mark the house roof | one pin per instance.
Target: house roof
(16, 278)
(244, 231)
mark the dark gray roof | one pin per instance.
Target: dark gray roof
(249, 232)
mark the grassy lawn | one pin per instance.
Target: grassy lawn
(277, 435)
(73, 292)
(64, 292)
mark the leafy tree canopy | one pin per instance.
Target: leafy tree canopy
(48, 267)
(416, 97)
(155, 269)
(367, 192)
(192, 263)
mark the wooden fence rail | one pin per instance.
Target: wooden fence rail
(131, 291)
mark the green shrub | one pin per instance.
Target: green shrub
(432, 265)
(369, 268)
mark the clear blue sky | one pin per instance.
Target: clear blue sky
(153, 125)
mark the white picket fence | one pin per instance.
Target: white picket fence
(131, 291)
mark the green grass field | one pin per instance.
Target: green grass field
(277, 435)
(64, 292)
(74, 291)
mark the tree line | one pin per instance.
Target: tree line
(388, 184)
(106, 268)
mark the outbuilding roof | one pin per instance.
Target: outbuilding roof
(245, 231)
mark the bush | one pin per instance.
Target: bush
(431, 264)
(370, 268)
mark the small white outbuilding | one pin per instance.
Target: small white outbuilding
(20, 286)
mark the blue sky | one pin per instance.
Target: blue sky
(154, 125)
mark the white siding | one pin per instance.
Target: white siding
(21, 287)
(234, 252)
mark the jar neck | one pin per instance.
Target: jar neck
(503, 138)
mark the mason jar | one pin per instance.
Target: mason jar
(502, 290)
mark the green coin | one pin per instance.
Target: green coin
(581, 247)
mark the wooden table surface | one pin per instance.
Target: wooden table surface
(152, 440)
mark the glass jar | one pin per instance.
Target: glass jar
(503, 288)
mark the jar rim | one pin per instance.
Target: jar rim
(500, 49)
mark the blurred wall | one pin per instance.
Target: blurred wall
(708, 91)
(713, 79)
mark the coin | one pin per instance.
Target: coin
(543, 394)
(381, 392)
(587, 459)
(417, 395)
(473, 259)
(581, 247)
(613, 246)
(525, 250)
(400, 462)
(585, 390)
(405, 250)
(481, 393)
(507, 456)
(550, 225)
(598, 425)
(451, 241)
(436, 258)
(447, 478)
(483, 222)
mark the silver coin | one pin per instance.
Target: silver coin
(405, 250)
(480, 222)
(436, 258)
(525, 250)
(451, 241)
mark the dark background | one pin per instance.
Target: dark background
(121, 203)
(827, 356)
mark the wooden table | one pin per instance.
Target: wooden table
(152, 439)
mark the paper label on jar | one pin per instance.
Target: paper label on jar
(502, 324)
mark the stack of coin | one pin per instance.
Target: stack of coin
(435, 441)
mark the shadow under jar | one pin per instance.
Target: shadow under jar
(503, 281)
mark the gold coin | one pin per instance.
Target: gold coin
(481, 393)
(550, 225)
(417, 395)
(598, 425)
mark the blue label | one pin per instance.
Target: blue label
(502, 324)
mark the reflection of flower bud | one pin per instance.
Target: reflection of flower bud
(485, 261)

==

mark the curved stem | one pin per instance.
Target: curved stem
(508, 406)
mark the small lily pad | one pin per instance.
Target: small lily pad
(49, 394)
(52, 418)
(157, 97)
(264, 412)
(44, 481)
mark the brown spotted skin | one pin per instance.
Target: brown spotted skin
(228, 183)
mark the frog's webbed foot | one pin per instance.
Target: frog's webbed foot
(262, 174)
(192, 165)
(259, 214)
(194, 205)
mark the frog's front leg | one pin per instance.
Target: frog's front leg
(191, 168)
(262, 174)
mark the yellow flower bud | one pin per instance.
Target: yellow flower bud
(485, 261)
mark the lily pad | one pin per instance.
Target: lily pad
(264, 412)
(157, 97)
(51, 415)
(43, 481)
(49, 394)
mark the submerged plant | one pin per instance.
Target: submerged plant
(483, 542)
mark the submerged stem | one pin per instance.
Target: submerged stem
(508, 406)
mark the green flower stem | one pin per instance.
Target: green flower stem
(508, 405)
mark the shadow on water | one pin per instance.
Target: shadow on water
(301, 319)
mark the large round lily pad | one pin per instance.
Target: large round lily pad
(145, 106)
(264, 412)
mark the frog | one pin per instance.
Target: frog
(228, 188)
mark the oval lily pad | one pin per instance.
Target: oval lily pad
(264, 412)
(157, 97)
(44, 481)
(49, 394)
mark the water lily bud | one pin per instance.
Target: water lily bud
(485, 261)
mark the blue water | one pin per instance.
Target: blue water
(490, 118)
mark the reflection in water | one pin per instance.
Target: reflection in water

---

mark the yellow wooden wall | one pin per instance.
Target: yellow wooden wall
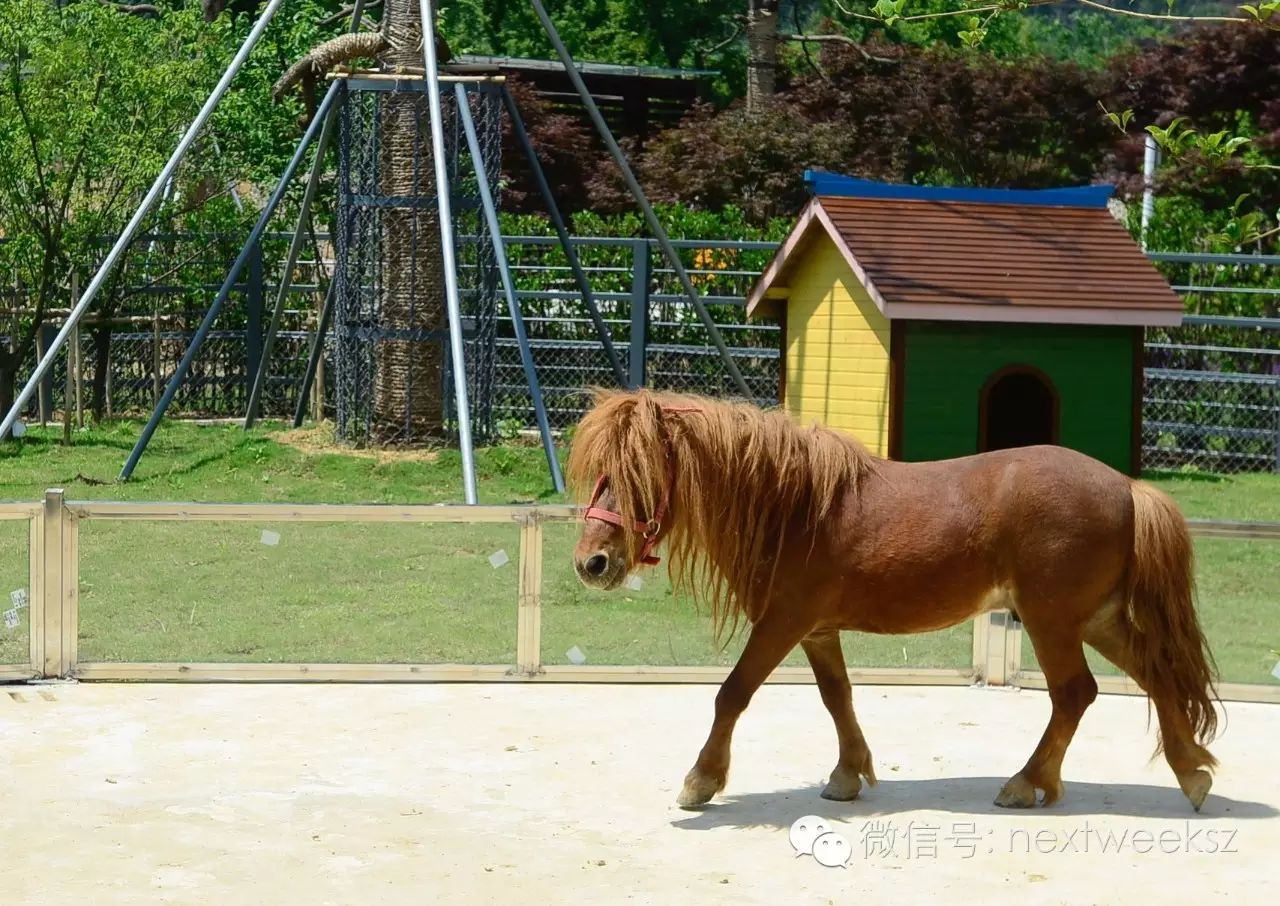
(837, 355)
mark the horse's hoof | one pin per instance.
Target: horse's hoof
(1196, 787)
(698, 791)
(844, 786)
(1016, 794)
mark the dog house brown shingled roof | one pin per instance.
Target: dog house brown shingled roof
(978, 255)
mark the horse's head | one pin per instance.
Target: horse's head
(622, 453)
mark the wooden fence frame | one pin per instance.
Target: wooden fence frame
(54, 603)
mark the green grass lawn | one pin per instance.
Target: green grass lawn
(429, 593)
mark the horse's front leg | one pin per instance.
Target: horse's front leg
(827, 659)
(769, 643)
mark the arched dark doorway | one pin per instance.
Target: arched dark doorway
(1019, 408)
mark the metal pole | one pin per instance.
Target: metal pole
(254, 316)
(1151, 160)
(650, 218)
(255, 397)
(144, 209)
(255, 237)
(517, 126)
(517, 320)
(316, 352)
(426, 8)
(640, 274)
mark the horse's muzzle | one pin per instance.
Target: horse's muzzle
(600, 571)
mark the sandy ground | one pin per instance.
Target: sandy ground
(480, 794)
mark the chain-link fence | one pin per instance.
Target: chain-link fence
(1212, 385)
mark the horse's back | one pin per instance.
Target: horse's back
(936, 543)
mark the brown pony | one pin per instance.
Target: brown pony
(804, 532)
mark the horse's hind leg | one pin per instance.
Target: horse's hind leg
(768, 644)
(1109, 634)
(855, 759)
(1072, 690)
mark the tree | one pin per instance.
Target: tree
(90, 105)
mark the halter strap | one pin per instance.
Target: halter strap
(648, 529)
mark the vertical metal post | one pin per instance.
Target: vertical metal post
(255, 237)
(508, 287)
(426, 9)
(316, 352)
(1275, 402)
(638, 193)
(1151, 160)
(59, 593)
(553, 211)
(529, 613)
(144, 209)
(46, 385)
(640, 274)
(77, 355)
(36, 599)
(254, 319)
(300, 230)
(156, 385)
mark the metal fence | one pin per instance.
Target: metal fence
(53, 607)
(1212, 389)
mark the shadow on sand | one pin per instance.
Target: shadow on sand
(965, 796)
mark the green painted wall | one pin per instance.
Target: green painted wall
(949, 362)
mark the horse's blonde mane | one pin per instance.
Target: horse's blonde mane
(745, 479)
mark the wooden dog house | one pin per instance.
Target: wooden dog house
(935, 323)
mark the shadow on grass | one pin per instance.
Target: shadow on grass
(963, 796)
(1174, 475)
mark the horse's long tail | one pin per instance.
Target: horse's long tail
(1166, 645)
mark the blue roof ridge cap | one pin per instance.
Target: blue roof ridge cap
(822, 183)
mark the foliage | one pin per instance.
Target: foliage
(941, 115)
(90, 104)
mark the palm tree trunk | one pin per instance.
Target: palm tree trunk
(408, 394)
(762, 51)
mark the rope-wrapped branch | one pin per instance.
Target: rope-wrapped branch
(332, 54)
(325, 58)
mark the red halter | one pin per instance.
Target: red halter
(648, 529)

**What you will do:** Please gather every line from the records above that contains the word “curved”.

**Reply:**
mark the curved stem | one pin per instance.
Target: curved stem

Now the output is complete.